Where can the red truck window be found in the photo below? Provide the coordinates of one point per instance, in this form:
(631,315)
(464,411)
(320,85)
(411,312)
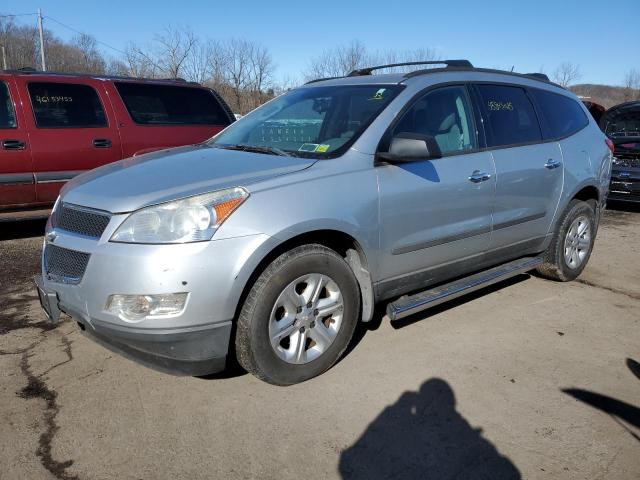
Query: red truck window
(7,113)
(66,105)
(171,105)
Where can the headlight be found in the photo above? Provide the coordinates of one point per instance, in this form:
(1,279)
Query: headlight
(192,219)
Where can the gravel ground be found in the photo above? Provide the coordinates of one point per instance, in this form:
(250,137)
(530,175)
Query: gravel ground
(526,379)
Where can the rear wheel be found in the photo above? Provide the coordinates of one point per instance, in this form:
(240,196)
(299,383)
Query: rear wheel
(299,316)
(571,244)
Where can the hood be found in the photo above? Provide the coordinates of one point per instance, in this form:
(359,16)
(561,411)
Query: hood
(622,121)
(171,174)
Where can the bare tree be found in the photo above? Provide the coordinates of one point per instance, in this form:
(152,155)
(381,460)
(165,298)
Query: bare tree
(566,74)
(173,47)
(338,61)
(198,67)
(20,44)
(136,62)
(632,85)
(343,59)
(90,58)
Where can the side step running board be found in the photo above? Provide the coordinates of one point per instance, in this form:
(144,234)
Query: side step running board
(408,305)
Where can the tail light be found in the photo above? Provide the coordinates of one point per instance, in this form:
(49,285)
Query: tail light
(609,144)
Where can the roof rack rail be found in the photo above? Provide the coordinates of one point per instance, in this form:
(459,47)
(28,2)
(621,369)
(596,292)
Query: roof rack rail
(540,76)
(448,63)
(102,76)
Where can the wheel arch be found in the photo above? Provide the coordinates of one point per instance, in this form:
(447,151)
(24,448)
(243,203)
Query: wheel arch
(341,242)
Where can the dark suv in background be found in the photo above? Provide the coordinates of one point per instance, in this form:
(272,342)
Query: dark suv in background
(622,125)
(55,126)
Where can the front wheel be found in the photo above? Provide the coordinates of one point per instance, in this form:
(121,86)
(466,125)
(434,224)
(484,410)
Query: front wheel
(299,316)
(572,243)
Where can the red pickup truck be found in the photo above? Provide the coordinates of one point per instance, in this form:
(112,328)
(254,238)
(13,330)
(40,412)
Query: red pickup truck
(54,126)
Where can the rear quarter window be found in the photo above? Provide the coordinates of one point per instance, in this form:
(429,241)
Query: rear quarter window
(510,118)
(7,112)
(171,105)
(66,105)
(563,116)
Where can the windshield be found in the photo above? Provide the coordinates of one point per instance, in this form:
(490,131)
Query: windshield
(316,122)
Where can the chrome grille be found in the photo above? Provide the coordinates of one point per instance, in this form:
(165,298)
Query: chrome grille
(65,265)
(84,221)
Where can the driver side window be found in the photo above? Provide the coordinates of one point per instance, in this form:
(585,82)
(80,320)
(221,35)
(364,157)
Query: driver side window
(445,115)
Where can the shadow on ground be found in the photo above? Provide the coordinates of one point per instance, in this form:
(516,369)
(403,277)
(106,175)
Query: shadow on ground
(623,206)
(422,436)
(618,409)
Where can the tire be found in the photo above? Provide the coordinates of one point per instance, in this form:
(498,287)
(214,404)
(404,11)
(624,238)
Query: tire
(571,244)
(284,335)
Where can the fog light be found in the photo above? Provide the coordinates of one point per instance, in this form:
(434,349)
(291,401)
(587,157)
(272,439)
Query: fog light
(134,308)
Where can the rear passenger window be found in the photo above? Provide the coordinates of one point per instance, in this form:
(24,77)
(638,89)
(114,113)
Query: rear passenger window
(7,112)
(66,105)
(443,114)
(509,116)
(169,105)
(563,116)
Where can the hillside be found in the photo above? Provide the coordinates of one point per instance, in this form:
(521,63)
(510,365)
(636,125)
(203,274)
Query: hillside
(605,95)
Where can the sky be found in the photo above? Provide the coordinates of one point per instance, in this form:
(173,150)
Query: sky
(526,35)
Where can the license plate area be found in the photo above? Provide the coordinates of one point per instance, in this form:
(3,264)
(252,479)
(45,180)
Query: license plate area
(48,301)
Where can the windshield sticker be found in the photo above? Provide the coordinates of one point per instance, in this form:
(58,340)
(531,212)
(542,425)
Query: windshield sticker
(308,147)
(495,106)
(379,95)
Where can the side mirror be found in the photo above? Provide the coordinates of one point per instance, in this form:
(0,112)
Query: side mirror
(410,147)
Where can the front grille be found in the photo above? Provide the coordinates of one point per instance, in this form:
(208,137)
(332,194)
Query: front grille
(90,223)
(627,159)
(65,265)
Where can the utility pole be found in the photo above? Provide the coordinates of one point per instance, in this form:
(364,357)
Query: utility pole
(42,62)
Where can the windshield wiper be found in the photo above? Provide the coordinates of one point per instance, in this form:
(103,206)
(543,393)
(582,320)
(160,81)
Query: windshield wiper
(256,148)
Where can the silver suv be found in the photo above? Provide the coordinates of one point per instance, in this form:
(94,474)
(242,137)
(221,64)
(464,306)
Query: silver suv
(270,241)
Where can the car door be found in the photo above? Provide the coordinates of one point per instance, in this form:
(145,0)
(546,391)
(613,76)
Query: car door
(71,131)
(435,212)
(16,170)
(529,171)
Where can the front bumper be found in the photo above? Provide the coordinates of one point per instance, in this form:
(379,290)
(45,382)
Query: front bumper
(195,342)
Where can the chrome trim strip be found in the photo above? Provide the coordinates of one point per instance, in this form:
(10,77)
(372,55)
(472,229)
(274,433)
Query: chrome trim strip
(16,178)
(56,177)
(518,221)
(406,306)
(440,241)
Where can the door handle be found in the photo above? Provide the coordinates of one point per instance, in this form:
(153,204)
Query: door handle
(102,143)
(551,164)
(13,145)
(477,176)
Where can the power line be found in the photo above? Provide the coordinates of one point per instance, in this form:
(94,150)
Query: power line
(17,15)
(136,52)
(84,33)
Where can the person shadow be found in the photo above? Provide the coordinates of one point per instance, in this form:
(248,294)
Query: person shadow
(422,436)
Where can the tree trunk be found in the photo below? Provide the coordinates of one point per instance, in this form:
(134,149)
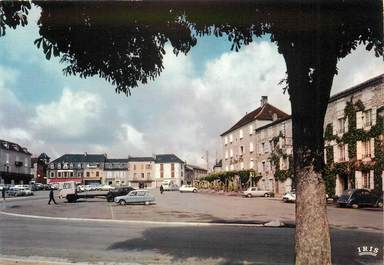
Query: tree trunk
(311,64)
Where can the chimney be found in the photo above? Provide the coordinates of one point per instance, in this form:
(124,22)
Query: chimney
(264,100)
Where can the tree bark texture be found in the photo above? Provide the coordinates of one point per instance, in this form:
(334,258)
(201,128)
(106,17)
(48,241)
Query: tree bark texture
(311,64)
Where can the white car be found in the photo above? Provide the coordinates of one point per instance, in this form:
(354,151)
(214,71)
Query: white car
(256,192)
(135,197)
(289,196)
(106,187)
(188,188)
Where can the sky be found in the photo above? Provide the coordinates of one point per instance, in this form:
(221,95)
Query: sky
(195,99)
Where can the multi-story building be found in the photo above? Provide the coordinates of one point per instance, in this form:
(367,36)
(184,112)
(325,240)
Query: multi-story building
(354,142)
(169,167)
(141,172)
(82,168)
(354,136)
(39,167)
(116,172)
(273,154)
(193,173)
(239,144)
(15,163)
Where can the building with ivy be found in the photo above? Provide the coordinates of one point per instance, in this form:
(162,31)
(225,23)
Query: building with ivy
(354,138)
(353,134)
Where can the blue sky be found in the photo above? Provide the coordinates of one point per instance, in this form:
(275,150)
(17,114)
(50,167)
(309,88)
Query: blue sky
(196,98)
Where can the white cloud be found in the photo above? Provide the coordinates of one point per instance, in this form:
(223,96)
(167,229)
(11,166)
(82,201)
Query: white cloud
(356,68)
(72,116)
(131,137)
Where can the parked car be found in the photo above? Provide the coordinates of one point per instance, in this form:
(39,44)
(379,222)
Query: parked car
(256,192)
(118,192)
(106,187)
(356,198)
(136,197)
(289,196)
(169,185)
(187,188)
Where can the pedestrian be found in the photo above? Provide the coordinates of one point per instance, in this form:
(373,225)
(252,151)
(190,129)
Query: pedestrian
(51,197)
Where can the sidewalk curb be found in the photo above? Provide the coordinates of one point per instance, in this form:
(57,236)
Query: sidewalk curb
(162,223)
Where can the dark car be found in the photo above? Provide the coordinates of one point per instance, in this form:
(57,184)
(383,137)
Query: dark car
(356,198)
(118,192)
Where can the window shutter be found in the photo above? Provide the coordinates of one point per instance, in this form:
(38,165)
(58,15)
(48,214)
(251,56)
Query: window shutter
(346,122)
(359,120)
(346,152)
(260,168)
(374,116)
(325,156)
(372,143)
(335,154)
(358,180)
(371,180)
(358,150)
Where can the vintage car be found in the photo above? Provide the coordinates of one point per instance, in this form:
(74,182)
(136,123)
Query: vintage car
(135,197)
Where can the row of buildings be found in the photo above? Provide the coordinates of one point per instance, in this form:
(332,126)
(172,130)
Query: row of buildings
(141,172)
(138,172)
(262,141)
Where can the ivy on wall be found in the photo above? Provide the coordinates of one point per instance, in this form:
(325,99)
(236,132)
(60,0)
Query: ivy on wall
(227,180)
(351,137)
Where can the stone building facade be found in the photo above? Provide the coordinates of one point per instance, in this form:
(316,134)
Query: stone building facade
(239,146)
(15,163)
(354,136)
(354,160)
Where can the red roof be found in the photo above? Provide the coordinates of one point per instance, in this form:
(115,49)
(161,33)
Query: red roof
(262,113)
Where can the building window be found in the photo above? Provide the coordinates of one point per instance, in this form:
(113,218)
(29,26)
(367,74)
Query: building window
(366,179)
(341,126)
(367,118)
(250,147)
(241,150)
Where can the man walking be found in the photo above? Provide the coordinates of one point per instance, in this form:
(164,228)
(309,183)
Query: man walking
(51,197)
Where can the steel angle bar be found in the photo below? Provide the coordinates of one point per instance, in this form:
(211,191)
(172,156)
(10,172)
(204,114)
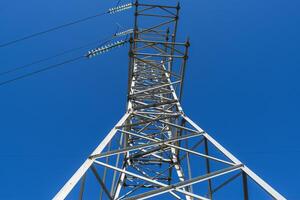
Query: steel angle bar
(142,122)
(185,183)
(271,191)
(157,55)
(178,147)
(151,181)
(225,182)
(160,6)
(156,105)
(157,87)
(160,42)
(66,189)
(156,26)
(123,171)
(161,69)
(94,170)
(152,15)
(137,147)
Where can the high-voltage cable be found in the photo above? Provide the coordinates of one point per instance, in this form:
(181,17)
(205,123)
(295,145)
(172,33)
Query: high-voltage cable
(103,42)
(109,11)
(102,49)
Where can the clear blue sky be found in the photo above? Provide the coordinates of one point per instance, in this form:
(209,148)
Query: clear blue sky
(242,87)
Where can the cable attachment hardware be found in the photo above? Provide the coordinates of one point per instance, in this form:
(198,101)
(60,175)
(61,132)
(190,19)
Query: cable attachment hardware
(105,48)
(124,32)
(119,8)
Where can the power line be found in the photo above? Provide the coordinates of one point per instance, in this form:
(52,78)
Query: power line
(41,70)
(51,57)
(50,30)
(101,49)
(110,11)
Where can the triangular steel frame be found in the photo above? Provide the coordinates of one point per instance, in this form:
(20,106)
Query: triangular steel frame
(155,149)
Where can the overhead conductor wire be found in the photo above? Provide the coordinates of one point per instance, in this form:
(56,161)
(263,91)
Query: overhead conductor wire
(110,11)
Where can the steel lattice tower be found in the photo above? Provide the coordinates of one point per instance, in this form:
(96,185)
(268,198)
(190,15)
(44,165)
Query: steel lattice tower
(155,149)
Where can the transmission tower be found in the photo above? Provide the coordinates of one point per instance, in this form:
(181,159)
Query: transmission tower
(155,149)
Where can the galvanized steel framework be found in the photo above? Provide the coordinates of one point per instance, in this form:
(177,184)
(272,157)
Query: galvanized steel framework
(155,149)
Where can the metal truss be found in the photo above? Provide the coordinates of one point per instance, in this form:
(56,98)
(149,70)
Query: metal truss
(155,149)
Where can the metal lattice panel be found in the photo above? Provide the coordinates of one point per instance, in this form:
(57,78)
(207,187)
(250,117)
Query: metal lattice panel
(155,149)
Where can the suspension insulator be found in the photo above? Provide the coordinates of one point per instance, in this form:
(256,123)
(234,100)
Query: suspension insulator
(119,8)
(105,48)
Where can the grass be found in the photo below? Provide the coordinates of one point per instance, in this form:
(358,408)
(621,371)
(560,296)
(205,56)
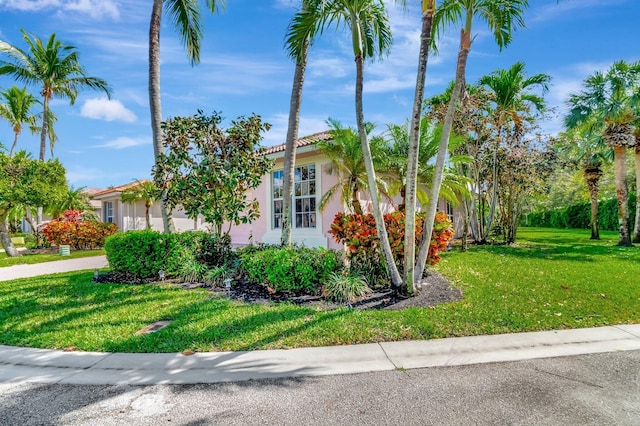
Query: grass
(552,279)
(28,259)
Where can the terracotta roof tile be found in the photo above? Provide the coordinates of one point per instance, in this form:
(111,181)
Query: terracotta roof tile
(303,141)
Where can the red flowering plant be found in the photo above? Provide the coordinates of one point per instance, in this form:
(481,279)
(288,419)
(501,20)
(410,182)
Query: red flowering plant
(358,233)
(71,229)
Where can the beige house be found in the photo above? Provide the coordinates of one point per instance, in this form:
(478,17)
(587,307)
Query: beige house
(131,216)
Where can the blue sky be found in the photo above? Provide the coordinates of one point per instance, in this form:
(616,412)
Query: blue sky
(245,69)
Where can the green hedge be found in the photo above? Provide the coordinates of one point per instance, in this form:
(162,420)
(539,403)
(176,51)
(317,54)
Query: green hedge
(294,269)
(579,216)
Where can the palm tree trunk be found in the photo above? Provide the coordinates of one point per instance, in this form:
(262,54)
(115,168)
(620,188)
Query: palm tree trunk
(290,145)
(414,151)
(154,102)
(5,239)
(622,195)
(396,280)
(15,142)
(463,54)
(592,176)
(636,232)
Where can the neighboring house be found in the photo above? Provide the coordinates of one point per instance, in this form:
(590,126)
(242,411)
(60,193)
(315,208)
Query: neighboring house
(131,216)
(310,226)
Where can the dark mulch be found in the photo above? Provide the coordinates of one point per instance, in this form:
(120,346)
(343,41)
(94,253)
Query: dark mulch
(435,290)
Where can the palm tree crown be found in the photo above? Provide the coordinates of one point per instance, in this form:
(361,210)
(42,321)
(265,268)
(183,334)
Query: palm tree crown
(54,67)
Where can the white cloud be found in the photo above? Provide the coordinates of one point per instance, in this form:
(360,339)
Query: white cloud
(97,9)
(108,110)
(124,142)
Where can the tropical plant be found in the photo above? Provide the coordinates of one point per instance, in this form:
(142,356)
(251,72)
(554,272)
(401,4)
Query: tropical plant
(208,170)
(610,98)
(514,104)
(17,111)
(368,25)
(185,16)
(55,68)
(344,149)
(143,191)
(502,17)
(26,182)
(395,169)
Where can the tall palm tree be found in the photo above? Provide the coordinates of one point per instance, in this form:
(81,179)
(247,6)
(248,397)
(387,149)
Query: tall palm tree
(299,36)
(610,98)
(55,68)
(144,191)
(428,8)
(345,152)
(186,18)
(395,170)
(502,17)
(17,111)
(513,105)
(368,24)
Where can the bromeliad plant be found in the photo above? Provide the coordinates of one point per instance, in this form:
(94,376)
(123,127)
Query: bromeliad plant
(72,229)
(358,234)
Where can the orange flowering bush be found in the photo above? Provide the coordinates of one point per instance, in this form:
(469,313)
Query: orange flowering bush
(71,229)
(358,233)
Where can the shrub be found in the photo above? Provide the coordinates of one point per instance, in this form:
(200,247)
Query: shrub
(346,288)
(141,254)
(294,269)
(358,233)
(71,229)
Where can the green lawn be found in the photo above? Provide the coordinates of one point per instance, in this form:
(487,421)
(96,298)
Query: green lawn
(552,279)
(28,259)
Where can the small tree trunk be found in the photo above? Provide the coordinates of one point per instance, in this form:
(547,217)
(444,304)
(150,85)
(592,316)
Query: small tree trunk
(5,238)
(396,280)
(410,189)
(155,106)
(622,195)
(423,252)
(636,232)
(290,146)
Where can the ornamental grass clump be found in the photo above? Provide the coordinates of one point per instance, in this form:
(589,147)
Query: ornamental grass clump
(346,288)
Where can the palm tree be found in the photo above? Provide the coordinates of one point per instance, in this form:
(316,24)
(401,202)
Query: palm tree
(345,152)
(610,99)
(502,17)
(144,191)
(55,67)
(395,169)
(368,24)
(186,18)
(513,105)
(17,111)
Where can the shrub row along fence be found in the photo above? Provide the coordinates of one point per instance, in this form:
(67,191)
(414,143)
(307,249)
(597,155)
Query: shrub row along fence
(579,216)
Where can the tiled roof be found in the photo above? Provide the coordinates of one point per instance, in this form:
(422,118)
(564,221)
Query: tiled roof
(303,141)
(119,188)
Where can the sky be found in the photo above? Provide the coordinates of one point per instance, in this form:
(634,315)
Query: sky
(245,69)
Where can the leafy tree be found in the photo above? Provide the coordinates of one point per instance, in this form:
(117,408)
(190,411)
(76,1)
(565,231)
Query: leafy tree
(368,24)
(208,170)
(55,67)
(143,191)
(17,111)
(502,17)
(186,18)
(347,163)
(28,182)
(514,104)
(610,98)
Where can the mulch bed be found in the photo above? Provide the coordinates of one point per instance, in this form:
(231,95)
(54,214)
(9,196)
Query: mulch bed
(435,290)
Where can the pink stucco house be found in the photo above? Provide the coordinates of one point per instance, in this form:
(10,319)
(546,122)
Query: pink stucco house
(310,225)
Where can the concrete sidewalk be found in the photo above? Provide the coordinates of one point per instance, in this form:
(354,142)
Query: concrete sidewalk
(45,268)
(52,366)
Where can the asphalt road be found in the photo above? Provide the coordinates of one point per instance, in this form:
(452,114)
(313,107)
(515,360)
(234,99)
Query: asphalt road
(596,389)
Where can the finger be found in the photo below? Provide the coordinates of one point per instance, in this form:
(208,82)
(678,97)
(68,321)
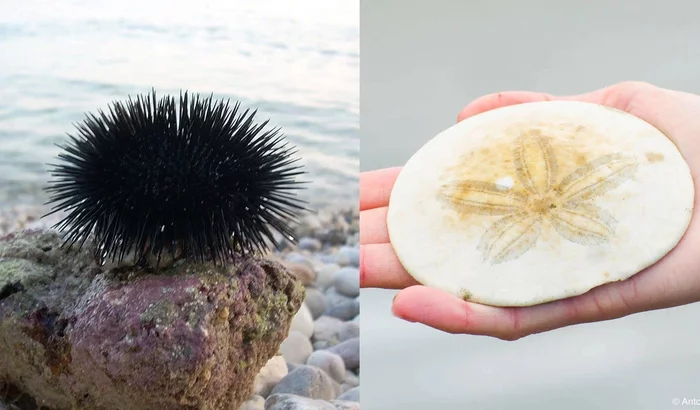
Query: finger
(440,310)
(373,227)
(448,313)
(669,111)
(381,268)
(498,100)
(376,186)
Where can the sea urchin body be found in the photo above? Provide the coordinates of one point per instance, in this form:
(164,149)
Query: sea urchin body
(196,178)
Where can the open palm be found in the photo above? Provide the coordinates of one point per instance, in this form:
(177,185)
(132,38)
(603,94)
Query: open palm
(673,281)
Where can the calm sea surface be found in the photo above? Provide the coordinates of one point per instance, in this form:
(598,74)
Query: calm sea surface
(296,62)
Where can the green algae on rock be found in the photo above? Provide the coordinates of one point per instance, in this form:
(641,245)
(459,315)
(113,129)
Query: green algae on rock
(193,336)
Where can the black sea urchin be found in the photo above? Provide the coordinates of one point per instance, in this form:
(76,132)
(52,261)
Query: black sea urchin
(196,179)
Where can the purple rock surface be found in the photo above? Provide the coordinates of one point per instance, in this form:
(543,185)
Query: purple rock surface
(192,336)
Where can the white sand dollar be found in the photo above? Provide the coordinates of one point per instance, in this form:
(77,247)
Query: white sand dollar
(537,202)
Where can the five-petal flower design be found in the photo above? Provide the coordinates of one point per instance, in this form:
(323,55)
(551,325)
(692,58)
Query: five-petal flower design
(540,199)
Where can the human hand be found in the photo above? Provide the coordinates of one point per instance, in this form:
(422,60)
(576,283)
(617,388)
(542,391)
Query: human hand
(673,281)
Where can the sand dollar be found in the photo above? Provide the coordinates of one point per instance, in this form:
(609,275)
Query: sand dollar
(541,201)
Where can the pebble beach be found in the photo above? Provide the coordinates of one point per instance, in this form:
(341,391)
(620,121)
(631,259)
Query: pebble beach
(318,364)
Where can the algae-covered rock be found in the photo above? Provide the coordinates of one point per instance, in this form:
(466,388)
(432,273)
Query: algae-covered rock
(193,336)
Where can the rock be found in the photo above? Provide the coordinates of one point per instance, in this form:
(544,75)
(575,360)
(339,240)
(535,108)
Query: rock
(309,244)
(270,375)
(349,350)
(326,276)
(348,256)
(334,298)
(291,367)
(303,322)
(296,348)
(345,310)
(329,362)
(316,302)
(348,331)
(327,328)
(307,381)
(254,403)
(294,402)
(297,258)
(347,282)
(351,395)
(345,405)
(74,335)
(302,272)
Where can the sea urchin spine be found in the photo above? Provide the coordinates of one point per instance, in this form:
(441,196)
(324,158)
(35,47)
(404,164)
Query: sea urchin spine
(197,179)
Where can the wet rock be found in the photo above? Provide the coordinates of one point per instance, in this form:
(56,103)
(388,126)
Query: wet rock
(296,348)
(190,336)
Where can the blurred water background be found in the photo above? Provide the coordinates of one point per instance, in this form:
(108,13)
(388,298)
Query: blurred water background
(296,62)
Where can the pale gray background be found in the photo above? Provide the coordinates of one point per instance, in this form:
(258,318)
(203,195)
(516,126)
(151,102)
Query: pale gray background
(421,62)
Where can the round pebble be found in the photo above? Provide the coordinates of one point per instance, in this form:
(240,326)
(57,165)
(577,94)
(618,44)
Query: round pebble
(296,348)
(329,362)
(303,322)
(345,310)
(327,328)
(334,298)
(294,402)
(316,302)
(349,350)
(307,381)
(345,405)
(351,379)
(348,256)
(254,403)
(348,331)
(325,276)
(301,271)
(351,395)
(347,282)
(273,371)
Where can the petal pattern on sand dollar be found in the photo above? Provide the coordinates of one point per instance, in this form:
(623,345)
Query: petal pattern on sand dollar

# # #

In the records above, each line with the string "below" should be copied.

Response:
Where can the red truck window be found in the photo below? Provide the coordinates of one point per instance, in this form:
Where can the tree trunk be found in the photo below? Provide the coordinates of one point per instance, in this form:
Where can the steel angle bar be found in the photo below? Provide the coordinates of one point per instance, in this form:
Where can the grass be found in the photo below? Provide the coordinates of one point per instance, in this form:
Where can the finger be found in the photo below? Provide the coordinates of one point per instance, in this form:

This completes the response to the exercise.